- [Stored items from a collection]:

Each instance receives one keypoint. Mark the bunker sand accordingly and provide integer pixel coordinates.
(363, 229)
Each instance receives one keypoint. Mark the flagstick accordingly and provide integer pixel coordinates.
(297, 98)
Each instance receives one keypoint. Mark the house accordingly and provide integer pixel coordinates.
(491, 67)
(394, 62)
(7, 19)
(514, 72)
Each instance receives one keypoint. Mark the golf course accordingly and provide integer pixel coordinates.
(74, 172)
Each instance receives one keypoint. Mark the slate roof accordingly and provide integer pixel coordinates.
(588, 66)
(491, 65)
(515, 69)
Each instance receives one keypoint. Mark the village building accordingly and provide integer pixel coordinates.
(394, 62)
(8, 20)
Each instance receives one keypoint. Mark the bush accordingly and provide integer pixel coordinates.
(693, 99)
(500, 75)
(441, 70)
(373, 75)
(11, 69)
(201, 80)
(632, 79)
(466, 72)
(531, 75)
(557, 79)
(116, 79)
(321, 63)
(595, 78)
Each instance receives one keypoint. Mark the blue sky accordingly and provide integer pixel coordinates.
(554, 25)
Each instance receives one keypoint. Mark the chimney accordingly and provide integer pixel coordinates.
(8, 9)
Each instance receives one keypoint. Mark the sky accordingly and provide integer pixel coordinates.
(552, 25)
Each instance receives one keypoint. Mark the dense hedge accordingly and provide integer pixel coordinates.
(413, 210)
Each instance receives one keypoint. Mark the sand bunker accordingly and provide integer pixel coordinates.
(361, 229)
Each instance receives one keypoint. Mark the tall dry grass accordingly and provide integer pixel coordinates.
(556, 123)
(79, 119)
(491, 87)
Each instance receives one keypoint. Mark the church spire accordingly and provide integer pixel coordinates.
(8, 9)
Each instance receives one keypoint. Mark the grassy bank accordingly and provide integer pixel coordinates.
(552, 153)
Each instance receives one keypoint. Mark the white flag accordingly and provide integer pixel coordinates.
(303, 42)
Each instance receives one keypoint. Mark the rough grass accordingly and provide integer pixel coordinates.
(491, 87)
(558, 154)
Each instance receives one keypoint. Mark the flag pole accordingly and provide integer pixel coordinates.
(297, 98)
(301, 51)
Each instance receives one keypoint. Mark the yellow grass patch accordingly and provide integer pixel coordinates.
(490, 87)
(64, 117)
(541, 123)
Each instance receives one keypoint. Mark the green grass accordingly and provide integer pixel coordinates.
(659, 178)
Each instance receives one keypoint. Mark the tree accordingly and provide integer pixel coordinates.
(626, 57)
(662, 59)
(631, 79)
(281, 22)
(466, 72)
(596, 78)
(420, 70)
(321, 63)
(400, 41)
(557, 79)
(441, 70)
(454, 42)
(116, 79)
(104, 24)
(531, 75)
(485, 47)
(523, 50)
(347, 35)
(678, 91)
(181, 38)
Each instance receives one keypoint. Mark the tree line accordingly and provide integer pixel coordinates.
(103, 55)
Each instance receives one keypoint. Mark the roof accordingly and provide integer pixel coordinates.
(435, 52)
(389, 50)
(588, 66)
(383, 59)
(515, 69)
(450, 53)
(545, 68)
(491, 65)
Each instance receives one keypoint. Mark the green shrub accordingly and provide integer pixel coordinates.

- [WHAT YOU WILL DO]:
Output exactly what runs from the line with "Each instance receives one keypoint. Mark the sand" to the final line above, both lines included, and nothing else.

- [ANSWER BOX]:
Each instance receives one keypoint. Mark the sand bunker accordingly and provide integer pixel coordinates.
(361, 229)
Each instance receives one keypoint. Mark the tall dry grass accordingly and provide integer pixel coordinates.
(556, 123)
(79, 119)
(491, 87)
Each instance receives one keypoint. Mark the church spire accordingly and provide integer pixel coordinates.
(8, 9)
Each instance receives one keypoint. Mark the grassy bank accordingly and provide integer pixel coordinates.
(552, 153)
Each instance receives one keypoint. Mark the white flag accordingly and provide integer pixel coordinates.
(303, 42)
Each instance receives one keypoint. Mark the rough grass accordingly and provide integer pixel coordinates.
(491, 87)
(558, 154)
Each instance receives one keypoint. Mark the flag pole accordingly and provide integer pixel coordinates.
(297, 98)
(301, 51)
Each instance receives one keypoint. Mark the yellow grass patch accordingly and provide integer pixel coordinates.
(490, 87)
(64, 117)
(541, 123)
Each instance receives one keypoint. Mark the green grass accordingly and provide integer pixel coordinates.
(659, 178)
Each instance receives one keypoint. Mark the tree accordingly and provide integer pixel coordinates.
(626, 57)
(662, 59)
(631, 79)
(281, 22)
(466, 72)
(596, 78)
(420, 70)
(321, 63)
(400, 41)
(557, 79)
(441, 70)
(454, 42)
(116, 79)
(104, 24)
(531, 75)
(485, 47)
(523, 50)
(347, 35)
(678, 91)
(181, 38)
Each instance receives one keypoint. Mark the tree line accordingly and provide integer pixel coordinates.
(103, 55)
Each instance receives one keypoint. Mark the roof accordingly and provide integer pixel coordinates.
(435, 52)
(389, 50)
(588, 66)
(383, 59)
(515, 69)
(450, 53)
(545, 68)
(491, 65)
Each instance receives one keypoint. Mark the green shrub accordingly and provide integer pixel coordinates.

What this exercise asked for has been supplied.